── PAGE EXCERPT ──
Hardly. By leasing someone property the lessor assumes the risks of the tenant’s inhabitation of the space, many of which he is able to pass on the the tenant himself by means of the lease. And since it is legal and proper business practice to assume or reject unexpired nonresidential real property leases in bankruptcy, and any landlord should know this, he is assuming a risk. That’s life, really. Doesn’t mean you should roll over every time someone bails on a financial obligation, but you also should not be surprised that it does happen.

I would be happy to clarify, as I did not make my point very clearly at all.

Bankruptcy or default certainly does not make anyone great. But I believe that moral obligations to repay the debt in full are wiped by the settlement agreement, as the morality of the new contract replaces that of the old. I suspect that some people, who argue that one should pay the debts above and beyond the settlement, believe that default somehow betrays and irreperably harms the lender.

In a personal loan between friends and family, I would say that this is certainly the case. But in a business loan, well, nonpayment happens and the lenders are usually prepared for it. So one should not create a false moral obligation to repay above and beyond the therms of the bankruptcy settlement based on some perceived harm to the lender.

No, of course not. My remarks to Bob Cos should satisfy this line of inquiry as well. Just because lenders are prepared for default does not make it acceptable. Likewise because they are prepared, bankrupt parties should not base their moral obligations to them on some perceived harm.
───
TASK A = According to the bankruptcy discussion, which leases is it legal and proper business practice to assume or reject in bankruptcy?
── DATA ENTRIES ──
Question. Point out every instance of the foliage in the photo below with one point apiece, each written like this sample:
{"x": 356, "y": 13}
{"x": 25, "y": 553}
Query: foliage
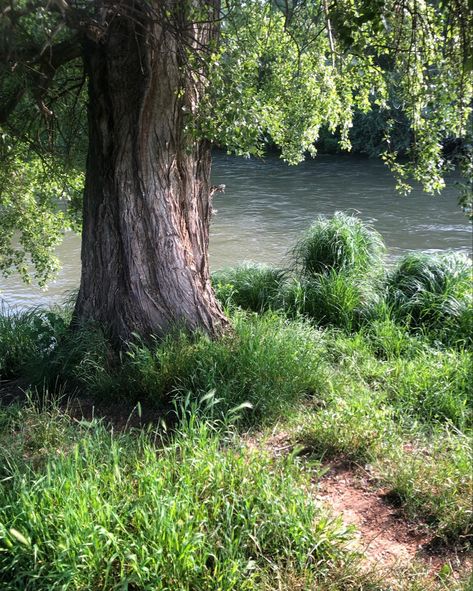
{"x": 251, "y": 286}
{"x": 332, "y": 299}
{"x": 38, "y": 204}
{"x": 26, "y": 336}
{"x": 281, "y": 71}
{"x": 407, "y": 417}
{"x": 118, "y": 510}
{"x": 434, "y": 293}
{"x": 342, "y": 243}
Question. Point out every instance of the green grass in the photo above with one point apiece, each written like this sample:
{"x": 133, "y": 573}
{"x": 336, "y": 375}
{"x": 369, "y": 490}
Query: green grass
{"x": 434, "y": 293}
{"x": 342, "y": 243}
{"x": 333, "y": 299}
{"x": 377, "y": 373}
{"x": 251, "y": 286}
{"x": 26, "y": 336}
{"x": 131, "y": 511}
{"x": 267, "y": 361}
{"x": 409, "y": 417}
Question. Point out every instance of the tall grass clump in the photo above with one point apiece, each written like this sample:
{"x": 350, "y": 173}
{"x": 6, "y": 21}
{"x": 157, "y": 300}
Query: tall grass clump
{"x": 268, "y": 361}
{"x": 27, "y": 336}
{"x": 251, "y": 286}
{"x": 434, "y": 293}
{"x": 331, "y": 299}
{"x": 342, "y": 243}
{"x": 118, "y": 512}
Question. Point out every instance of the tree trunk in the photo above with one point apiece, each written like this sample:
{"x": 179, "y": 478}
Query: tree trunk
{"x": 147, "y": 193}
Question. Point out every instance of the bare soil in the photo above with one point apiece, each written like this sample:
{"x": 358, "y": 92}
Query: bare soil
{"x": 388, "y": 540}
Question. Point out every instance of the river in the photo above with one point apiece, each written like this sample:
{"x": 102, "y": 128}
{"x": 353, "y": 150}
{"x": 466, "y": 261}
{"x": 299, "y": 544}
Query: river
{"x": 267, "y": 204}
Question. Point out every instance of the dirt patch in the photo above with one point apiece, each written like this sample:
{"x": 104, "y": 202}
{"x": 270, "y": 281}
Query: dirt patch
{"x": 387, "y": 539}
{"x": 384, "y": 536}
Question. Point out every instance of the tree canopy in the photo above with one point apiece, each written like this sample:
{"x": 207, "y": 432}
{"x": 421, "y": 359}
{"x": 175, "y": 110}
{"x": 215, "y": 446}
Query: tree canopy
{"x": 278, "y": 71}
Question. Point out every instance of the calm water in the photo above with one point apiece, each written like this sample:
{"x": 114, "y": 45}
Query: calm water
{"x": 267, "y": 204}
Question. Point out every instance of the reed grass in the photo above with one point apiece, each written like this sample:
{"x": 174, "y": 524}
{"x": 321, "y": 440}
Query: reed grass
{"x": 342, "y": 243}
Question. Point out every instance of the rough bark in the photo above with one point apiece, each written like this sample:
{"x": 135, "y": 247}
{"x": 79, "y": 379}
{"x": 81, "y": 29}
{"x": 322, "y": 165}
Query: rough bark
{"x": 147, "y": 195}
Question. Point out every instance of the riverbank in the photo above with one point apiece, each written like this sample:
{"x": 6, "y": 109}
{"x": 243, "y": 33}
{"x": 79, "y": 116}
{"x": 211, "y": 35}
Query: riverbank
{"x": 243, "y": 497}
{"x": 322, "y": 443}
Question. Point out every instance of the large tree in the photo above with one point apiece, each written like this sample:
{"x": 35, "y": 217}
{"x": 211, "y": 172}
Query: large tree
{"x": 161, "y": 81}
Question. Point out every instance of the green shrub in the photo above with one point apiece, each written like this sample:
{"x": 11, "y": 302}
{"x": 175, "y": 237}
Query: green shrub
{"x": 251, "y": 286}
{"x": 433, "y": 480}
{"x": 268, "y": 362}
{"x": 434, "y": 293}
{"x": 265, "y": 360}
{"x": 26, "y": 337}
{"x": 342, "y": 243}
{"x": 433, "y": 386}
{"x": 115, "y": 512}
{"x": 335, "y": 298}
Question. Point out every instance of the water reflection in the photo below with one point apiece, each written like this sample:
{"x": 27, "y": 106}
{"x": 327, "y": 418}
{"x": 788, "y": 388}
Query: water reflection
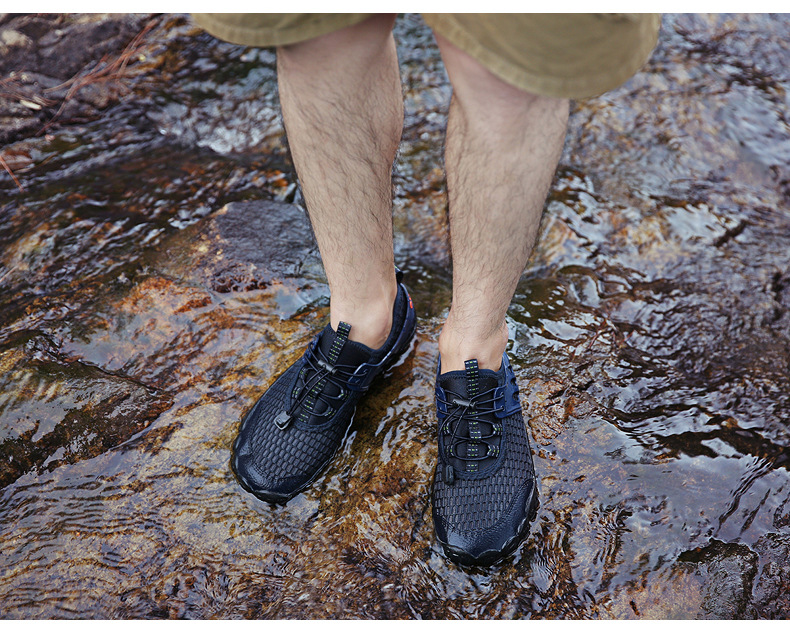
{"x": 139, "y": 320}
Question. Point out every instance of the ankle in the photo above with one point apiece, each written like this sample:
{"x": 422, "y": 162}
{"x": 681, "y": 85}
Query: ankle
{"x": 370, "y": 317}
{"x": 458, "y": 345}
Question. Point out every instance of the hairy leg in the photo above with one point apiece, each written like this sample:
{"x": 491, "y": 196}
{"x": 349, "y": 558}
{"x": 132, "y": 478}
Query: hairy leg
{"x": 343, "y": 111}
{"x": 501, "y": 152}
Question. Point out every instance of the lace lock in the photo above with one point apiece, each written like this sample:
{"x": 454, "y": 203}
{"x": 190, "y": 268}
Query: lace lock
{"x": 328, "y": 367}
{"x": 282, "y": 420}
{"x": 449, "y": 474}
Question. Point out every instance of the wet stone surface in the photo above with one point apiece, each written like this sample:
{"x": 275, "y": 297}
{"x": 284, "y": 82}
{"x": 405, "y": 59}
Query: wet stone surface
{"x": 157, "y": 271}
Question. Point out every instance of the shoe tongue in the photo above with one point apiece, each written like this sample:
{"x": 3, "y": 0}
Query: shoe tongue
{"x": 469, "y": 382}
{"x": 338, "y": 350}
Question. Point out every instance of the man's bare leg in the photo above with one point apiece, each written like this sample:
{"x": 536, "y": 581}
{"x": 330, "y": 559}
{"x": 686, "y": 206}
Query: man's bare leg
{"x": 501, "y": 152}
{"x": 343, "y": 110}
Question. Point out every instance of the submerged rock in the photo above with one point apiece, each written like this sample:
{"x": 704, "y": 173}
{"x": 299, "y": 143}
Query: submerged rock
{"x": 157, "y": 274}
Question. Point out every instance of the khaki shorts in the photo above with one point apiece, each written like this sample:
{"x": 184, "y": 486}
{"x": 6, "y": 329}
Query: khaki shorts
{"x": 562, "y": 55}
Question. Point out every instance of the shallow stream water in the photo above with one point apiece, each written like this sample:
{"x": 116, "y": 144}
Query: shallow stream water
{"x": 158, "y": 271}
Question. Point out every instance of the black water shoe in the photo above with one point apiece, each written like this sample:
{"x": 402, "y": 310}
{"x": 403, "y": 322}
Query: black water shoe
{"x": 299, "y": 423}
{"x": 484, "y": 490}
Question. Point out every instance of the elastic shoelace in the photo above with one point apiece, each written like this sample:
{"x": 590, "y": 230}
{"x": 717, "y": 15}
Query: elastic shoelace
{"x": 461, "y": 412}
{"x": 321, "y": 372}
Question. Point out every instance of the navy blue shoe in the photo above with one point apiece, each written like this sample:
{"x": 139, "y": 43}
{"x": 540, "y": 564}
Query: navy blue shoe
{"x": 484, "y": 491}
{"x": 300, "y": 422}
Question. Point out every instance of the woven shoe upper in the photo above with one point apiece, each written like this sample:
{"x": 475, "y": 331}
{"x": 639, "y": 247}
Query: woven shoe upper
{"x": 484, "y": 483}
{"x": 299, "y": 423}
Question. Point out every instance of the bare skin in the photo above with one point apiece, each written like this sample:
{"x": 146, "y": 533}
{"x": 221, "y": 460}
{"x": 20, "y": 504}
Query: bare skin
{"x": 502, "y": 148}
{"x": 343, "y": 111}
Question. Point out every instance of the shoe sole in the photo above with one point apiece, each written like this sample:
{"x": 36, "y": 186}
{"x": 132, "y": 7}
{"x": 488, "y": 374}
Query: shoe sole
{"x": 494, "y": 556}
{"x": 276, "y": 498}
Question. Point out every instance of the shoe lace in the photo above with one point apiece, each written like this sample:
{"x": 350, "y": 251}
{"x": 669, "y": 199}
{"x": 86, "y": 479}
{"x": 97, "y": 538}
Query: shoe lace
{"x": 314, "y": 375}
{"x": 477, "y": 409}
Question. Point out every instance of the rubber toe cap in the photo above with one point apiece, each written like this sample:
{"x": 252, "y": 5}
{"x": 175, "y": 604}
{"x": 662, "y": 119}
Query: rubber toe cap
{"x": 488, "y": 546}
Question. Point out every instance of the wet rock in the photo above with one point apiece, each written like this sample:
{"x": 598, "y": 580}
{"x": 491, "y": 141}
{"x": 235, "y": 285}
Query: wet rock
{"x": 146, "y": 274}
{"x": 771, "y": 594}
{"x": 62, "y": 412}
{"x": 730, "y": 570}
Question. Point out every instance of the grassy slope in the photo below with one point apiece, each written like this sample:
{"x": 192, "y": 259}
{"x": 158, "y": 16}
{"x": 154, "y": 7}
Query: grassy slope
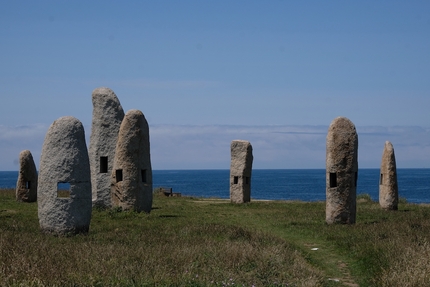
───
TASK B = In the entries, count the lines that contain the string "trunk".

CORRECT OUTPUT A = Unexpired nonresidential real property leases.

CORRECT OUTPUT B = 2